WHAT NEEDS TO BE DONE: Please set out all of the records below as a numbered list, leaving out any blank lines.
┌────────
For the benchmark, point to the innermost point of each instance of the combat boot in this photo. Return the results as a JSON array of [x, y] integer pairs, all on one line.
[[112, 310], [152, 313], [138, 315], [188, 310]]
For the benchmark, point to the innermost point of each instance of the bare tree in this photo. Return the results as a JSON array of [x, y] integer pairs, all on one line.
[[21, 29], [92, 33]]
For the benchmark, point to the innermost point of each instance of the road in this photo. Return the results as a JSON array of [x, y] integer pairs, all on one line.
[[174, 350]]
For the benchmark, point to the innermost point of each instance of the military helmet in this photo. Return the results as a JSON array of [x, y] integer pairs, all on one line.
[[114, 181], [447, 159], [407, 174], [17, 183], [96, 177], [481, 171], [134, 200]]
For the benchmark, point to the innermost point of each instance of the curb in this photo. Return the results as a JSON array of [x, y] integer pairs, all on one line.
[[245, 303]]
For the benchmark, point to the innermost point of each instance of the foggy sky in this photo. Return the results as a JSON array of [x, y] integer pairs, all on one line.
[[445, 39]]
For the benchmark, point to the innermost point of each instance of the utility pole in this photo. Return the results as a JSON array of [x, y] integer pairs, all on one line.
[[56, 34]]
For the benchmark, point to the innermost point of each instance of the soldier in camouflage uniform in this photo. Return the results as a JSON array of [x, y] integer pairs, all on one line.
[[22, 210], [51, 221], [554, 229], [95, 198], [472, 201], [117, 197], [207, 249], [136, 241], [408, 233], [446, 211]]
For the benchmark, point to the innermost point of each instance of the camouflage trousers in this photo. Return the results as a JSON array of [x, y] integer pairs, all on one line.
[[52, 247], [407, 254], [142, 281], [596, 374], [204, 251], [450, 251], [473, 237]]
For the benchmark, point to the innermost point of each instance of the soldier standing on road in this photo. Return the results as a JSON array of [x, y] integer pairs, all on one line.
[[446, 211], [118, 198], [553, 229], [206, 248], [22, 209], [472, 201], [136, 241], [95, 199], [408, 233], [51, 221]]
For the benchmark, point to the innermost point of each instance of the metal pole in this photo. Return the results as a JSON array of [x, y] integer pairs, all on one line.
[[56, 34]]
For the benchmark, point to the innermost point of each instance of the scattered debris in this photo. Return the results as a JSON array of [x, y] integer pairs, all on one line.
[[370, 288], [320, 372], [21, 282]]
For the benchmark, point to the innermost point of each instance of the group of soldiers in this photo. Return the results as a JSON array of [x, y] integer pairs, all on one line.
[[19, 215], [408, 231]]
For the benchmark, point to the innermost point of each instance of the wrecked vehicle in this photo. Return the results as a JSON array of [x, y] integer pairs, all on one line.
└────────
RESPONSE:
1. For the benchmark, point to the innermost point of each instance of the combat boot in this photo. Return the results as a JSON array of [x, y] integer pairs, all on one line.
2. [[112, 310], [152, 313], [138, 315], [188, 310]]
3. For the benchmark, point to the innermost point of each instance of the bare tree in this photo. Return the results as a JSON array of [x, y] integer pairs, all on one line.
4. [[21, 29], [92, 33]]
5. For the benchmark, point to the innermost point of each instance of the road in this photo. Return the results as a JSON array of [x, y] integer pairs, all on one line.
6. [[174, 350]]
7. For the benchmark, point to the innermost point of each instance of the military helmet in this photo. Return the results as a JSON array of [x, y] integer pairs, all on one line.
8. [[114, 181], [447, 159], [407, 174], [17, 183], [96, 177], [481, 171], [134, 200]]
9. For the benchmark, point to the innermost point of each instance of the curb in this photo. Return the results as a JSON array of [x, y] integer pairs, all on one line.
10. [[245, 303]]
11. For the benchmark, point to the innermost point of each instance of the foggy sky in this photo. Return the results as a JSON array of [x, y] integer pairs, all on one line.
12. [[445, 39]]
13. For the benchmark, point to the innermost point of each instance of the utility pole in this photo. Return the results as a JSON array of [x, y] integer pairs, all on one line.
14. [[56, 34]]
15. For the benchmark, point to the innermost point of each instance of the soldier in camouflage uniform in this photo. Return the results as a JSON array of [x, y] integer pairs, all on one line.
16. [[22, 210], [51, 221], [554, 229], [95, 198], [472, 201], [117, 197], [207, 249], [136, 241], [408, 233], [446, 211]]
17. For the benchmark, point to the innermost point of each instance of the camouflage trousers in this photo. Return the results as a JSON array of [x, y] integer pairs, all on one line.
18. [[52, 247], [407, 254], [142, 281], [596, 374], [204, 251], [450, 251], [473, 237]]
19. For the benchmark, point to the innermost point of each instance of the soldier standing on road in this photo. Return the results as a JSON array of [x, y] integer pairs, all on one line.
20. [[446, 211], [118, 198], [553, 229], [206, 248], [22, 209], [472, 201], [136, 241], [95, 199], [408, 233], [51, 221]]
21. For the benchmark, point to the innermost point of each instance of the metal pole in this photo. Return the results as a JSON array of [x, y] integer pairs, all on one line.
22. [[56, 34]]
23. For the benchmark, point to the innermost point of each instance of the scattered debris in this photo. Return the results as a JSON array of [x, y] integer pairs, all on one line.
24. [[370, 288], [320, 372], [21, 282]]
25. For the benchmark, point to the innermost point of each instance of the group of soldiers in this photo. Return the results as a JSON array of [x, y] integer pairs, all on one line.
26. [[19, 215], [408, 231]]
27. For the benchmark, point to the innermost point of each instance of the wrecked vehicle in this photo. Return the results as a JSON array of [x, y] integer pairs, all on one line.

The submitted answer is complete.